_What you need to do:_ Format every line of the records below as a Markdown table with the columns Row and Line, giving each line a row number and skipping blank lines. Leave the pictures out of the table.

_Data for the task:_
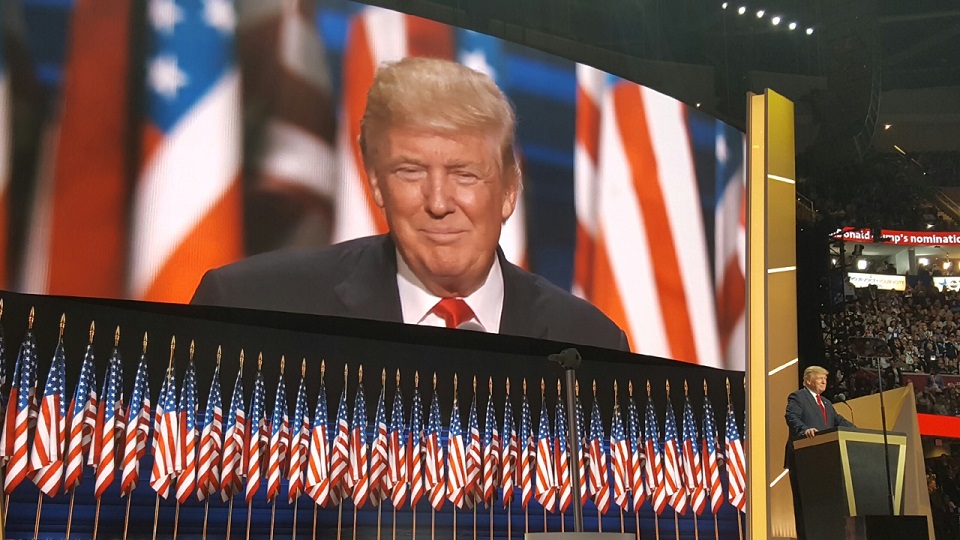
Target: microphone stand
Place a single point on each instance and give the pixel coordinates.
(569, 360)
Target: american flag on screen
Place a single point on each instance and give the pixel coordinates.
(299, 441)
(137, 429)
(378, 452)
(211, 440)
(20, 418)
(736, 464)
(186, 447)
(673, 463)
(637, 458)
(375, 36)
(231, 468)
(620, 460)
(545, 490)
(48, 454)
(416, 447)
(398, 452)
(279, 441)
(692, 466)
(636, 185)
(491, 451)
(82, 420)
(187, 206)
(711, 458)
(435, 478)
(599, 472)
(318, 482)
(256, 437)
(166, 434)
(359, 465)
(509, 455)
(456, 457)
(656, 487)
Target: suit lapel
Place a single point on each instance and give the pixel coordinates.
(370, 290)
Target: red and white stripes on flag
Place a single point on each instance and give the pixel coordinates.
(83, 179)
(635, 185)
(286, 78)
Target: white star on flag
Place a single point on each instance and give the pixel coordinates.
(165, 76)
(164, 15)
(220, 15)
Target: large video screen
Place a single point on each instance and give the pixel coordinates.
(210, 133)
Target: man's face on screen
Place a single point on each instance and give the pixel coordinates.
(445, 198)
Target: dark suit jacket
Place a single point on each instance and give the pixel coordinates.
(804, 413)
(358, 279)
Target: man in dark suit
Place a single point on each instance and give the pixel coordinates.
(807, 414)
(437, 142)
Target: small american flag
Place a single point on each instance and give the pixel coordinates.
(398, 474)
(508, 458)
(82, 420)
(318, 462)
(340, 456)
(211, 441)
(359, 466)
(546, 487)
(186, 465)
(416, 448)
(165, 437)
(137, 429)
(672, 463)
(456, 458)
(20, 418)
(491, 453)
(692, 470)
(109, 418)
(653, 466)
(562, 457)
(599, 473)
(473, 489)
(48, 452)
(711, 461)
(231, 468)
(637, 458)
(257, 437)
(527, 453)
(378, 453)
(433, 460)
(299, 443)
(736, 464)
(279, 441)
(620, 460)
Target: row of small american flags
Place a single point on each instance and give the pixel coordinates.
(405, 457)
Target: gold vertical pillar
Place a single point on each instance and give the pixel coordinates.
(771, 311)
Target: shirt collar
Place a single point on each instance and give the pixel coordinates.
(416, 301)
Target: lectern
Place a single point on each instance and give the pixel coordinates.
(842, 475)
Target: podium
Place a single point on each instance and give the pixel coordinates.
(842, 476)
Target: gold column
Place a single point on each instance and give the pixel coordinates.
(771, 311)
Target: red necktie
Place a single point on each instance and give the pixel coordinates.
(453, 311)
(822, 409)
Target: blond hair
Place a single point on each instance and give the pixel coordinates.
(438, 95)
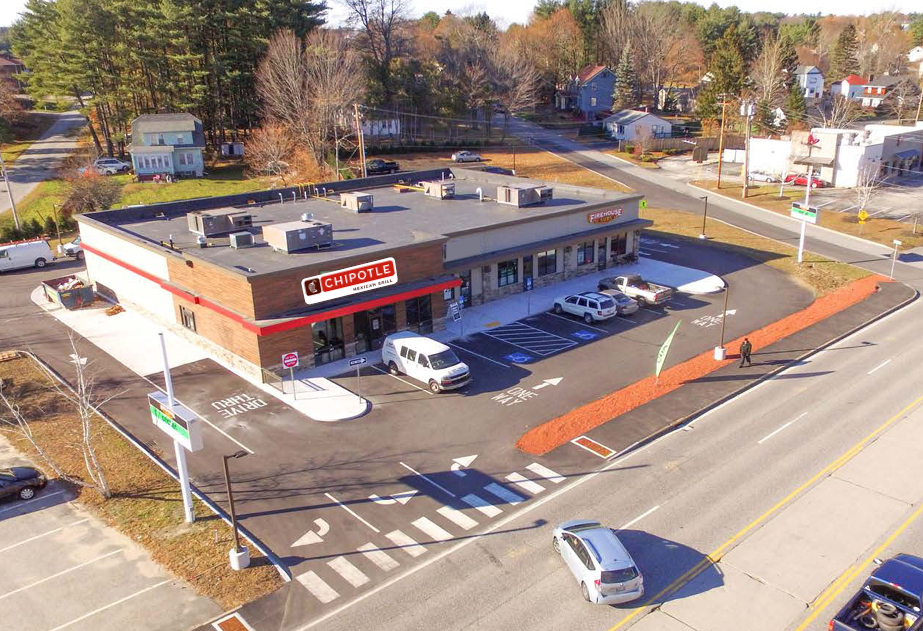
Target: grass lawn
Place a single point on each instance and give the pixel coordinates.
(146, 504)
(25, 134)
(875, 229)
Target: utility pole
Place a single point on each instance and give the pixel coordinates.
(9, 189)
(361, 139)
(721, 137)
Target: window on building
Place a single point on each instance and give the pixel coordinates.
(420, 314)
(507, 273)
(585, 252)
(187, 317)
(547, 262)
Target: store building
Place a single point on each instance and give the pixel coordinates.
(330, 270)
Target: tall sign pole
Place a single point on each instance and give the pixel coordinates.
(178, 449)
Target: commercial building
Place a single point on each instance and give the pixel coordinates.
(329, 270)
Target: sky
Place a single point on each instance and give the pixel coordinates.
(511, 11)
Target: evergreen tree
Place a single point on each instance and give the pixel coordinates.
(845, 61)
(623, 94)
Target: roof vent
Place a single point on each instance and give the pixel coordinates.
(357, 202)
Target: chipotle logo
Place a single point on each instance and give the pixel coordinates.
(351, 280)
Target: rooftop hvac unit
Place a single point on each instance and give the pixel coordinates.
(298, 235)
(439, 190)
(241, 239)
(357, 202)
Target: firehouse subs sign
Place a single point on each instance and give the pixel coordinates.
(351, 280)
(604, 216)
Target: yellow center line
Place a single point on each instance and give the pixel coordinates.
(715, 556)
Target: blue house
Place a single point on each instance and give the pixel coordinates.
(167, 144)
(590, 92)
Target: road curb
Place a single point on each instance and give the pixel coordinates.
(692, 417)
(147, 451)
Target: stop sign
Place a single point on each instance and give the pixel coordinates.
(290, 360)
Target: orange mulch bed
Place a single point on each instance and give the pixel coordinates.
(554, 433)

_Result of this exercise:_
| Row | Line |
|---|---|
| 1 | Target: microphone stand |
| 2 | Place a single point on each instance and give the pixel coordinates. |
| 3 | (569, 360) |
| 4 | Target: american flag on screen |
| 5 | Place a single point on each instance and give the pixel coordinates. |
| 6 | (299, 441) |
| 7 | (137, 429) |
| 8 | (378, 452) |
| 9 | (211, 440) |
| 10 | (20, 418) |
| 11 | (736, 464) |
| 12 | (186, 447) |
| 13 | (673, 463) |
| 14 | (637, 458) |
| 15 | (375, 36) |
| 16 | (231, 468) |
| 17 | (620, 460) |
| 18 | (545, 490) |
| 19 | (48, 454) |
| 20 | (416, 447) |
| 21 | (398, 452) |
| 22 | (279, 441) |
| 23 | (692, 466) |
| 24 | (636, 185) |
| 25 | (491, 451) |
| 26 | (82, 420) |
| 27 | (187, 206) |
| 28 | (711, 458) |
| 29 | (435, 478) |
| 30 | (599, 472) |
| 31 | (318, 482) |
| 32 | (256, 437) |
| 33 | (166, 434) |
| 34 | (359, 465) |
| 35 | (509, 455) |
| 36 | (456, 457) |
| 37 | (656, 487) |
| 38 | Target: suit lapel |
| 39 | Place a single point on each instance and give the pixel coordinates. |
| 40 | (370, 290) |
| 41 | Target: red and white stripes on flag |
| 42 | Place a single point on each instance and give the pixel coordinates. |
| 43 | (83, 179) |
| 44 | (635, 185) |
| 45 | (286, 78) |
| 46 | Target: white star on flag |
| 47 | Place a single point on each instance and give the pixel coordinates. |
| 48 | (165, 76) |
| 49 | (164, 15) |
| 50 | (220, 15) |
| 51 | Target: large video screen |
| 52 | Place a single point on each instance and give the pixel coordinates. |
| 53 | (210, 133) |
| 54 | Target: man's face on screen |
| 55 | Place a single point on each instance and give the pixel coordinates. |
| 56 | (445, 198) |
| 57 | Target: dark suit jacket |
| 58 | Place a single point on each instance and give the pixel coordinates. |
| 59 | (804, 413) |
| 60 | (358, 279) |
| 61 | Target: man in dark suit |
| 62 | Place a single point on each instance and give the pixel coordinates. |
| 63 | (807, 414) |
| 64 | (437, 142) |
| 65 | Target: small american flag |
| 66 | Place a single point on each instance and give the pixel coordinates. |
| 67 | (398, 474) |
| 68 | (508, 458) |
| 69 | (82, 420) |
| 70 | (318, 462) |
| 71 | (340, 456) |
| 72 | (211, 441) |
| 73 | (359, 466) |
| 74 | (546, 487) |
| 75 | (186, 465) |
| 76 | (416, 448) |
| 77 | (165, 437) |
| 78 | (137, 429) |
| 79 | (672, 463) |
| 80 | (456, 458) |
| 81 | (20, 418) |
| 82 | (491, 453) |
| 83 | (692, 470) |
| 84 | (109, 418) |
| 85 | (653, 466) |
| 86 | (562, 457) |
| 87 | (599, 473) |
| 88 | (473, 489) |
| 89 | (48, 452) |
| 90 | (711, 461) |
| 91 | (231, 468) |
| 92 | (637, 458) |
| 93 | (257, 437) |
| 94 | (527, 453) |
| 95 | (378, 453) |
| 96 | (433, 460) |
| 97 | (299, 443) |
| 98 | (736, 464) |
| 99 | (279, 441) |
| 100 | (620, 460) |
| 101 | Target: row of small american flags |
| 102 | Place a single point on each instance and give the pixel coordinates. |
| 103 | (405, 457) |
| 104 | Target: gold vertical pillar |
| 105 | Place a single point on each instance and give the pixel coordinates. |
| 106 | (771, 311) |
| 107 | Target: shirt collar |
| 108 | Place a single point on each instance and give the pixel coordinates. |
| 109 | (416, 301) |
| 110 | Target: lectern |
| 111 | Place a single point on each instance and give the pixel coordinates. |
| 112 | (842, 475) |
| 113 | Target: podium |
| 114 | Place a single point on each instance and give the pixel coordinates. |
| 115 | (842, 476) |
| 116 | Target: gold column |
| 117 | Place a single point on each instance and give the pixel coordinates. |
| 118 | (771, 311) |
| 119 | Target: red necktie |
| 120 | Place a single point on each instance and give the pixel coordinates. |
| 121 | (453, 311) |
| 122 | (822, 409) |
| 123 | Target: blond hair |
| 124 | Place a single point on each instance and give the pixel coordinates. |
| 125 | (438, 95) |
| 126 | Target: grass lawn |
| 127 | Place a single point on each instance and give the pixel coordinates. |
| 128 | (146, 504) |
| 129 | (25, 134) |
| 130 | (875, 229) |
| 131 | Target: utility pole |
| 132 | Place a single point on each instance and give the pixel coordinates. |
| 133 | (9, 189) |
| 134 | (361, 139) |
| 135 | (721, 137) |
| 136 | Target: window on building |
| 137 | Place a single point on each instance and give the pixel coordinates. |
| 138 | (420, 314) |
| 139 | (507, 273) |
| 140 | (585, 252) |
| 141 | (187, 317) |
| 142 | (547, 262) |
| 143 | Target: store building |
| 144 | Place a single point on each instance and give the pixel coordinates. |
| 145 | (330, 270) |
| 146 | Target: tall sign pole |
| 147 | Place a single point on each instance and give the pixel coordinates. |
| 148 | (178, 449) |
| 149 | Target: commercial building |
| 150 | Place a single point on each instance and give the pixel coordinates. |
| 151 | (329, 270) |
| 152 | Target: sky |
| 153 | Place a single point on each instance and give the pixel coordinates. |
| 154 | (511, 11) |
| 155 | Target: evergreen tree |
| 156 | Place a single point on each instance and give the pixel coordinates. |
| 157 | (845, 61) |
| 158 | (623, 94) |
| 159 | Target: roof vent |
| 160 | Place a single point on each instance and give the pixel coordinates. |
| 161 | (357, 202) |
| 162 | Target: chipotle logo |
| 163 | Place a single point on each instance and give the pixel coordinates. |
| 164 | (351, 280) |
| 165 | Target: rooftop hvac unit |
| 166 | Place a single point on each instance and give the pixel coordinates. |
| 167 | (298, 235) |
| 168 | (439, 190) |
| 169 | (241, 239) |
| 170 | (357, 202) |
| 171 | Target: firehouse subs sign |
| 172 | Place a single point on each instance and give the pixel coordinates. |
| 173 | (351, 280) |
| 174 | (604, 216) |
| 175 | Target: yellow center line |
| 176 | Place a single point on each instance and give the pixel coordinates. |
| 177 | (715, 556) |
| 178 | Target: blue house |
| 179 | Place a single point on each instance and give the pixel coordinates. |
| 180 | (167, 144) |
| 181 | (590, 92) |
| 182 | Target: road curb |
| 183 | Place a single point on each instance and give the pixel coordinates. |
| 184 | (692, 417) |
| 185 | (147, 451) |
| 186 | Target: stop sign |
| 187 | Place a single point on each instance and give the pixel coordinates. |
| 188 | (290, 360) |
| 189 | Target: orange mulch bed |
| 190 | Place a single point on each instance and give the pixel coordinates. |
| 191 | (554, 433) |